Objective: Write out each line beneath this one exactly as it reads.

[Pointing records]
☆ ☆ ☆ ☆

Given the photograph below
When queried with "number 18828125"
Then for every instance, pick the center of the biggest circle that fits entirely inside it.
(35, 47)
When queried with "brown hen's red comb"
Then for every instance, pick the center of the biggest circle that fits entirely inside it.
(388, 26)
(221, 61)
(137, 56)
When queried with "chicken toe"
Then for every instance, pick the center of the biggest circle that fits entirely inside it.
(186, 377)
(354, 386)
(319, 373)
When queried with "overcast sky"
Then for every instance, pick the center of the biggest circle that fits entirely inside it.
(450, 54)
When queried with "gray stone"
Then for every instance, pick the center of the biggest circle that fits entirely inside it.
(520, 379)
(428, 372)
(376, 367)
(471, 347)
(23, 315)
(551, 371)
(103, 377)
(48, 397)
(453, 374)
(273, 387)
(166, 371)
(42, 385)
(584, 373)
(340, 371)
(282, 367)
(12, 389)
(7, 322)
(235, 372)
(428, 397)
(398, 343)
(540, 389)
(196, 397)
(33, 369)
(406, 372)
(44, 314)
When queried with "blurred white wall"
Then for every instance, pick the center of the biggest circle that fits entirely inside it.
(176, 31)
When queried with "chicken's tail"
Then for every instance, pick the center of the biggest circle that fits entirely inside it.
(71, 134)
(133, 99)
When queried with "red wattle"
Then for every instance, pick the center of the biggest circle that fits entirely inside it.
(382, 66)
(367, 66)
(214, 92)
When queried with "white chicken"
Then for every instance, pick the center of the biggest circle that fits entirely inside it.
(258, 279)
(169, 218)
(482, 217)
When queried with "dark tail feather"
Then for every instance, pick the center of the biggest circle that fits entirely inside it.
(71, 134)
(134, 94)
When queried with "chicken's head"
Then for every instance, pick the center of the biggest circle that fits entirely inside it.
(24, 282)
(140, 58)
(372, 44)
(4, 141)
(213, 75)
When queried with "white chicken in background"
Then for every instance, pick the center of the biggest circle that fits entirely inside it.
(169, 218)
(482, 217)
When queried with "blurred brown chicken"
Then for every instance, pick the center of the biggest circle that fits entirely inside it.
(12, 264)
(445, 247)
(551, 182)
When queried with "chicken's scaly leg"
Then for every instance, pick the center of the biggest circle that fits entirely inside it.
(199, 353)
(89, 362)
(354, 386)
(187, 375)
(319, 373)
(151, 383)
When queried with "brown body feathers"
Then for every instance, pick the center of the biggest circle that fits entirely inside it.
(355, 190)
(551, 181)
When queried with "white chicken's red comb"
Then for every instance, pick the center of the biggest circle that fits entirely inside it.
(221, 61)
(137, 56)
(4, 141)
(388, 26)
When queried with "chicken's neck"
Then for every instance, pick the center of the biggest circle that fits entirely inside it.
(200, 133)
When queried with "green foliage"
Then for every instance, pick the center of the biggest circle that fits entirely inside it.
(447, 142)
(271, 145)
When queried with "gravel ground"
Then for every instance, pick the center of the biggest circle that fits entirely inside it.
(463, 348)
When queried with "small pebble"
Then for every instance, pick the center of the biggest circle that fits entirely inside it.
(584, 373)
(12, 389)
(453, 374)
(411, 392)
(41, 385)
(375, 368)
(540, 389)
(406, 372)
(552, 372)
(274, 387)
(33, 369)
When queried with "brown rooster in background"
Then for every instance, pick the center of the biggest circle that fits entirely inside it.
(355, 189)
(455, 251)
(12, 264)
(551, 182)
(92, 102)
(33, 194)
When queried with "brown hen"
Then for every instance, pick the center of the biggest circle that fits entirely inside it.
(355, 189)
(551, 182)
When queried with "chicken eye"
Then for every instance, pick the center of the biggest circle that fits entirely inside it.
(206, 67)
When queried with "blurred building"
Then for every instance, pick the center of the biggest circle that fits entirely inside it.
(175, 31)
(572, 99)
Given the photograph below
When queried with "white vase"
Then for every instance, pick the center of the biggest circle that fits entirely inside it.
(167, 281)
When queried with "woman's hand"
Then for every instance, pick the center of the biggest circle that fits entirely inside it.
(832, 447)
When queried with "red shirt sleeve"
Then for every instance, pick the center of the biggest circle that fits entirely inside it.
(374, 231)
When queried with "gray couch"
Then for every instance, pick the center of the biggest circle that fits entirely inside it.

☆ ☆ ☆ ☆

Response to the exercise:
Given the photograph below
When queried with "number 18828125"
Then for every instance, pick the center of the biggest circle that fits entirely inside it.
(35, 47)
When queried with "brown hen's red comb"
Then for every instance, pick the center of the biggest circle that fits entirely inside it.
(388, 26)
(221, 61)
(137, 56)
When queried with "chicken toe"
Then for every instance, pick the center of the biggest circle that fits entirely inside it.
(186, 377)
(354, 386)
(319, 373)
When queried with "overcast sky"
Then for every instance, pick the center of the biggest circle that fits entirely inside it.
(450, 54)
When queried with "gray stone"
Then for every instance, pick the center of the biggest circle that fits entirely inside it.
(520, 379)
(428, 372)
(376, 367)
(471, 347)
(23, 315)
(551, 371)
(103, 377)
(48, 397)
(453, 374)
(273, 387)
(166, 371)
(42, 385)
(584, 373)
(340, 371)
(282, 367)
(12, 389)
(7, 322)
(235, 372)
(428, 397)
(398, 343)
(540, 389)
(196, 397)
(33, 369)
(406, 372)
(44, 314)
When queried with "blurred white wall"
Then for every instance, pick the center of the biggest circle that fits entirely inside it.
(176, 31)
When queried with "chicken's tail"
Then for every instance, pick the center of the biggest circle that fits entirely inside it.
(71, 134)
(133, 99)
When queried with "red wattle"
Then for every instance, pick the center of the biggest circle that fits entirely inside it.
(382, 66)
(367, 66)
(214, 92)
When queried with "white chicken"
Then for every instance, pick the center of the biggest circle that fits entirely inside it.
(258, 279)
(169, 218)
(482, 217)
When queried with "dark tail feather"
Then for every instance, pick the center of the biggest circle that fits entirely inside it.
(71, 134)
(134, 94)
When queried with "chicken's head"
Then for every instance, pick the center of the biggest circle that fits entirely inside it.
(24, 282)
(140, 58)
(372, 44)
(4, 141)
(213, 75)
When queried with "white chicken in background"
Then for every instance, pick the center of the biggest circle that fits entirely inside it.
(169, 218)
(482, 217)
When queried with "blurred brown chicken"
Then for every instance, pick the center of the biggest circle that fits entirely inside it.
(12, 264)
(445, 247)
(551, 182)
When queried with "chicken's scaly leg"
Then for every instance, pick the center of the biggest circle that fits entirely inside it.
(199, 353)
(89, 362)
(354, 386)
(187, 375)
(319, 373)
(151, 383)
When queried with "brown body feathers"
Then for every instance, pick the center of the biggest circle that fits entirely inside it.
(355, 190)
(551, 181)
When queried with "white chicken's red comb"
Then for every instance, pick the center of the biggest circle that fits entirely inside it.
(221, 61)
(137, 56)
(4, 141)
(388, 26)
When queried with "chicken's neck"
Then for every instance, pick the center of the biggest circle that fits entirely inside it.
(200, 133)
When queried with "green foliage"
Then for every instance, pick the center of the biggest circle that fits entirely inside it.
(447, 142)
(271, 145)
When queried with "gravel ground"
Then for every instance, pick the center of the biggest circle that fits entirely inside it.
(463, 348)
When queried with "small pebble"
Then for every instance, pick the center of the biggest circle that fits entirely inside it.
(584, 373)
(12, 389)
(453, 374)
(411, 392)
(41, 385)
(375, 368)
(540, 389)
(406, 372)
(552, 372)
(274, 387)
(33, 369)
When queried with "brown rooster in background"
Then for every instance, pick the center of the biggest circle that fits entirely inside it.
(355, 189)
(455, 251)
(12, 264)
(551, 182)
(92, 102)
(33, 194)
When queried with "brown hen"
Then for every instance, pick the center of the biggest circle that fits entirely inside it.
(355, 189)
(551, 182)
When queried with "chicken eye"
Then for every instance, pick the center of the biggest circle that fits entirely inside it.
(206, 67)
When queried with "blurred building"
Then for every instance, pick the center of the biggest circle that fits entirely inside it.
(175, 31)
(572, 99)
Given the photograph below
When queried with "white vase"
Then for every instance, pick the center of the biggest circle that fits entirely inside it.
(167, 281)
When queried with "woman's hand"
Then for every instance, pick the center of the biggest circle that fits entirely inside it.
(832, 447)
When queried with "red shirt sleeve"
Then for every instance, pick the center of the biggest circle that fits entirely inside it.
(374, 231)
When queried with "gray couch"
Then for every instance, pick the center of the biggest circle that fits entirely inside it.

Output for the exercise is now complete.